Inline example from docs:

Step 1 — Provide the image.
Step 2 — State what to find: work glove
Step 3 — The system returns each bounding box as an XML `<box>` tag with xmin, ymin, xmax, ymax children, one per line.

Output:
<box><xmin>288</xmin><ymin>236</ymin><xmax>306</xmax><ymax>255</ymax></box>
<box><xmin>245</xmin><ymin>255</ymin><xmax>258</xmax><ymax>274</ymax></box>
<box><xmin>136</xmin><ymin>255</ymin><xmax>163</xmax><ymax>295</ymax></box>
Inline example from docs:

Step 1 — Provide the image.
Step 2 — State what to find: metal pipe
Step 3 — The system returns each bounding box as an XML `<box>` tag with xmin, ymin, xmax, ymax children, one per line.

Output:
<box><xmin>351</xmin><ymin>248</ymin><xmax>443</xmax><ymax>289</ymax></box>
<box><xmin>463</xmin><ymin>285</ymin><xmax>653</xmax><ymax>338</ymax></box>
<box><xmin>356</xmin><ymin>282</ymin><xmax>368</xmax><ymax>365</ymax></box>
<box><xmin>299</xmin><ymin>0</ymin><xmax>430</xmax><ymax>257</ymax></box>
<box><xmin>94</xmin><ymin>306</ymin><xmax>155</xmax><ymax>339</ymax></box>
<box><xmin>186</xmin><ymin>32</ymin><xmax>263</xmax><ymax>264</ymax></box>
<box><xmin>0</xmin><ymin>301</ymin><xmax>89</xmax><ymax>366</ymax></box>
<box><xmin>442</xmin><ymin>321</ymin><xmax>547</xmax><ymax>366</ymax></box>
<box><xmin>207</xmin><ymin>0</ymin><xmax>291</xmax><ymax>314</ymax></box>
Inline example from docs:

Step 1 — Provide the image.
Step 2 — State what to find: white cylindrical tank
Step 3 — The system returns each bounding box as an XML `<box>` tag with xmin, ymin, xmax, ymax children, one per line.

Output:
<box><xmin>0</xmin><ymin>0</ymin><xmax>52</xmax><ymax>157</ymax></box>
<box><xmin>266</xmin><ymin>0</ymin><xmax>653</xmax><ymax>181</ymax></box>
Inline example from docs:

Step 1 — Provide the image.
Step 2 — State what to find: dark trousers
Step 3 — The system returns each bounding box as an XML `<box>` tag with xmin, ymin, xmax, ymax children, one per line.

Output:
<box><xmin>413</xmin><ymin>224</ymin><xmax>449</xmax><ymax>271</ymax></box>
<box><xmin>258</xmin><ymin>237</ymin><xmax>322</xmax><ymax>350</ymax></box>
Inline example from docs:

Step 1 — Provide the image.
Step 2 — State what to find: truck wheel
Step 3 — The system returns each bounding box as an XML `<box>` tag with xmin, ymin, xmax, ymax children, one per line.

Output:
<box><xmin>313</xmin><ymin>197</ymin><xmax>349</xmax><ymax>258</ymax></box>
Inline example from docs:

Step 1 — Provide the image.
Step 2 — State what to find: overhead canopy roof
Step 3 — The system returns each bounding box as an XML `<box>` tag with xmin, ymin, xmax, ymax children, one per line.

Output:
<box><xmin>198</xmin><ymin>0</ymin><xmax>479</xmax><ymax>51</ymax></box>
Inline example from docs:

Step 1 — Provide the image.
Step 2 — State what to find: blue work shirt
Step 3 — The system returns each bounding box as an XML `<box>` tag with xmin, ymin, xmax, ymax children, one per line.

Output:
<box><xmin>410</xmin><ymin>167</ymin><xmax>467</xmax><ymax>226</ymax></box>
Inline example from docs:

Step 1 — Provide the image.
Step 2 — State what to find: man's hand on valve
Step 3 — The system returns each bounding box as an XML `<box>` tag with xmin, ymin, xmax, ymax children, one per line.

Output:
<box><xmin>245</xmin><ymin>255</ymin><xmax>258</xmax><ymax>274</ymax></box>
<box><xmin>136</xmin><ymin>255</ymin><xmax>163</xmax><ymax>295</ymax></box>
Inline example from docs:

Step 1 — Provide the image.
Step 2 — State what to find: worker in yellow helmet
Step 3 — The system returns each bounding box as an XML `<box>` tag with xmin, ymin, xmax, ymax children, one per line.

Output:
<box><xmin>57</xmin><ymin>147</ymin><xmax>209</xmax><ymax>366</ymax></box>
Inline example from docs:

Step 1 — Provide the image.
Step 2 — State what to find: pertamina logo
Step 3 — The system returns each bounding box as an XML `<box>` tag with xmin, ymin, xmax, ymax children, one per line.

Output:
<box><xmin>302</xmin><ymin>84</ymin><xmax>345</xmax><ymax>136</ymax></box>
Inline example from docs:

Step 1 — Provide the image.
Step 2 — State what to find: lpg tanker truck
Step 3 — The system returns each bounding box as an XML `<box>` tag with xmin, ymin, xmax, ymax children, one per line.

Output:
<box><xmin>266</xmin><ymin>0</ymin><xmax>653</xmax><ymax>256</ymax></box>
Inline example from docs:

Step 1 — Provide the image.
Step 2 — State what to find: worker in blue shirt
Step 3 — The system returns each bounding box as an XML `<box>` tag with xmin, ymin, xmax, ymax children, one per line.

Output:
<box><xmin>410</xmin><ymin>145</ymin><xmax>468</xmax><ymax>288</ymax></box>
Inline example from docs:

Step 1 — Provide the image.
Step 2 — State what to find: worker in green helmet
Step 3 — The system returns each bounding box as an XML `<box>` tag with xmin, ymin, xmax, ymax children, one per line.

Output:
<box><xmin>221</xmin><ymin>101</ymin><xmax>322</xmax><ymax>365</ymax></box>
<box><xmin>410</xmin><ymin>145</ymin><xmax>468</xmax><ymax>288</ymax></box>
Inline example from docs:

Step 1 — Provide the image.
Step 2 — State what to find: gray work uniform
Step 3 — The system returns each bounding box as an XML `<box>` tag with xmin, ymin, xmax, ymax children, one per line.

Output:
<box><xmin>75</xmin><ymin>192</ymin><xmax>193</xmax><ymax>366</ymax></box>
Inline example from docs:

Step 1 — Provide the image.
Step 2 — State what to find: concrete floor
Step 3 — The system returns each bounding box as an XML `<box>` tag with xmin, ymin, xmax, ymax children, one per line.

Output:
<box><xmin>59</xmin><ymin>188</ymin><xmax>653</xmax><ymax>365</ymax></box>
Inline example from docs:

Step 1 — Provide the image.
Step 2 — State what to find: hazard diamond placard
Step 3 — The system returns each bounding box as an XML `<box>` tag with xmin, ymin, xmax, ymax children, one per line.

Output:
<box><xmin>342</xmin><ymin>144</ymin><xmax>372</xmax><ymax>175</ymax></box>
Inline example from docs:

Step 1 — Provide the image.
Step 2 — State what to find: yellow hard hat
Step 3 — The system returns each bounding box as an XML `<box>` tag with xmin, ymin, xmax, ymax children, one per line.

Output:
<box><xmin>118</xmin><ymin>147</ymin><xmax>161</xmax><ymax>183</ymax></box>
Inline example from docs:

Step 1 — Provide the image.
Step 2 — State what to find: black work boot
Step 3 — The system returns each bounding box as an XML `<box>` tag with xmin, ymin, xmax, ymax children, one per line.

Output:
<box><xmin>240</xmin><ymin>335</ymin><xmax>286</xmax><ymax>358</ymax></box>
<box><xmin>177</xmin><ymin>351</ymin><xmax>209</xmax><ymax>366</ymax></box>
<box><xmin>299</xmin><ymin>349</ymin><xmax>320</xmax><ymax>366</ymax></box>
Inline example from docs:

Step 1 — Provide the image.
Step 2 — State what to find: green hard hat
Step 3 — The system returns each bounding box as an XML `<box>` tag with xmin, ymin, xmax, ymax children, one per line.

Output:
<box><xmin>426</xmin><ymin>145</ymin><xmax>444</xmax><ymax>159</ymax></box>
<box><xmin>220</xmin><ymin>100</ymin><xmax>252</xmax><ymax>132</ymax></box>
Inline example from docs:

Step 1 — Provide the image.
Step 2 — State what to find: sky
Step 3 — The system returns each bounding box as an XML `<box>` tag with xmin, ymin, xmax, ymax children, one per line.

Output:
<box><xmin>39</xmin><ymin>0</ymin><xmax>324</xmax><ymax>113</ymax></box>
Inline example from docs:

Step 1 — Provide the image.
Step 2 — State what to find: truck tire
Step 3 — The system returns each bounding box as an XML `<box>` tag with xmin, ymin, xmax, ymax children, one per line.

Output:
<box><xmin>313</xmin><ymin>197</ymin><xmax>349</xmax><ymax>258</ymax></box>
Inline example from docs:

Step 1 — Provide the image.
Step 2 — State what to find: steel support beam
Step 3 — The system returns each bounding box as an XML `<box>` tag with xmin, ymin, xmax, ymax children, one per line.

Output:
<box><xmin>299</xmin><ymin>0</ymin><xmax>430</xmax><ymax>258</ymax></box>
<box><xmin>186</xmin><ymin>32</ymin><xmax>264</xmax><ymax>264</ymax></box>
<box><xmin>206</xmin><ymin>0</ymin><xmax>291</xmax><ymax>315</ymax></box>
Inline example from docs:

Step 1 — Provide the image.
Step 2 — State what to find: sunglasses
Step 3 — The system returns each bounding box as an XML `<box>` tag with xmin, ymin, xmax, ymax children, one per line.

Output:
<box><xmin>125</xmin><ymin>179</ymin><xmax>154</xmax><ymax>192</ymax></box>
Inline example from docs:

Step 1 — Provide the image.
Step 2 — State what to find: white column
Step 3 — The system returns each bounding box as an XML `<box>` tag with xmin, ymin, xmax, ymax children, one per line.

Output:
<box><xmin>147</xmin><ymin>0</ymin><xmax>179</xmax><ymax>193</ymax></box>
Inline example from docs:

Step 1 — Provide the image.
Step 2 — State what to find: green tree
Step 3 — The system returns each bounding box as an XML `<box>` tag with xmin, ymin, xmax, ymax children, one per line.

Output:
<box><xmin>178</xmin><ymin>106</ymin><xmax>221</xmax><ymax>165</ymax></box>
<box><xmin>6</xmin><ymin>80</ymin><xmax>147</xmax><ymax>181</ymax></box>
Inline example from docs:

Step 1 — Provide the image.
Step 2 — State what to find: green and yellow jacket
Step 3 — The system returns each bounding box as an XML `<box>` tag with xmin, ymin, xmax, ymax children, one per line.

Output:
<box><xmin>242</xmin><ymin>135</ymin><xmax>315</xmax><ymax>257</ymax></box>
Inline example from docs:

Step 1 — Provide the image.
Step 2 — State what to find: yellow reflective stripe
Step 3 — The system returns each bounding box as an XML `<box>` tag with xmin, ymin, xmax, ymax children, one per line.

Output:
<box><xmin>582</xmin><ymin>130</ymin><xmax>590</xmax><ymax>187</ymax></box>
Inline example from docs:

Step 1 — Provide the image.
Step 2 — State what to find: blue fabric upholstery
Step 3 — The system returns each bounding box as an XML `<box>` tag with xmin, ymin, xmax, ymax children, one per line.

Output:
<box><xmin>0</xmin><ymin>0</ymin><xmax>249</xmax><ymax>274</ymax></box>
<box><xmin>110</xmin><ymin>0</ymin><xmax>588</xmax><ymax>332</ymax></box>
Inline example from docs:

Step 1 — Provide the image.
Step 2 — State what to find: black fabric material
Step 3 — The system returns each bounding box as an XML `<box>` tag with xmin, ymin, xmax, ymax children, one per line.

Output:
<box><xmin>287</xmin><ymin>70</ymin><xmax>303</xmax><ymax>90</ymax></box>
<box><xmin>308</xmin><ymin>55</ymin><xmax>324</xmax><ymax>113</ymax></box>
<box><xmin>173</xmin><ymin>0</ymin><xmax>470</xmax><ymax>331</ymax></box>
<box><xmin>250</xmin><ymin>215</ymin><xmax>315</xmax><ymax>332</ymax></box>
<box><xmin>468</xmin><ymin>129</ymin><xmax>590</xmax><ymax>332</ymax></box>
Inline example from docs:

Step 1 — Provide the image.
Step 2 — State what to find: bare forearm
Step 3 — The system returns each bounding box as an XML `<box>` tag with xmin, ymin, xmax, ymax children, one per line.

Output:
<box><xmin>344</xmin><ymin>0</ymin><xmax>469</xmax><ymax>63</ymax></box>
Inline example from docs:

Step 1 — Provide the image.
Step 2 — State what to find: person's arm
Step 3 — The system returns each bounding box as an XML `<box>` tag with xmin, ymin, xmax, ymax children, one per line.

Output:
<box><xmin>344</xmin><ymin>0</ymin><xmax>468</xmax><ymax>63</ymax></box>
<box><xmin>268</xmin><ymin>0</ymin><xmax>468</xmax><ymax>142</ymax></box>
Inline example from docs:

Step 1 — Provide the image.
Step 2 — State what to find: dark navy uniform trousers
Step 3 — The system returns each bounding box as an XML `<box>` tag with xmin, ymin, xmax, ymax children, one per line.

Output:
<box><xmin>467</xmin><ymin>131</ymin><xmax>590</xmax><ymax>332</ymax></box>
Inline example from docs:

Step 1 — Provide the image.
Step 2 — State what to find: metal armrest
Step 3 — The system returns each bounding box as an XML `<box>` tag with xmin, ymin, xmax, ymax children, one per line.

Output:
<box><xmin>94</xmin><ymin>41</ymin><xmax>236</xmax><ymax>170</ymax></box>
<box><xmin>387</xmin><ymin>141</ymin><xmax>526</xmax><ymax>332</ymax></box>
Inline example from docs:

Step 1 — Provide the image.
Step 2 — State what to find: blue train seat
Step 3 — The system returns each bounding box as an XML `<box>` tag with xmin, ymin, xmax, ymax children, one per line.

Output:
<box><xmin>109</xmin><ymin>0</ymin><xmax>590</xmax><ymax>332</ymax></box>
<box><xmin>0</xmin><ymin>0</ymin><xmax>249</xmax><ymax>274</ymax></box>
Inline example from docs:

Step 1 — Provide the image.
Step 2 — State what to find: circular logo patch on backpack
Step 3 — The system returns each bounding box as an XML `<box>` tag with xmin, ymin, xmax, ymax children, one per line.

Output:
******
_Exercise task_
Count the lines in the records that contain the string "green", treating uppercase and lowercase as different, and reply with that number alone.

_Right answer_
4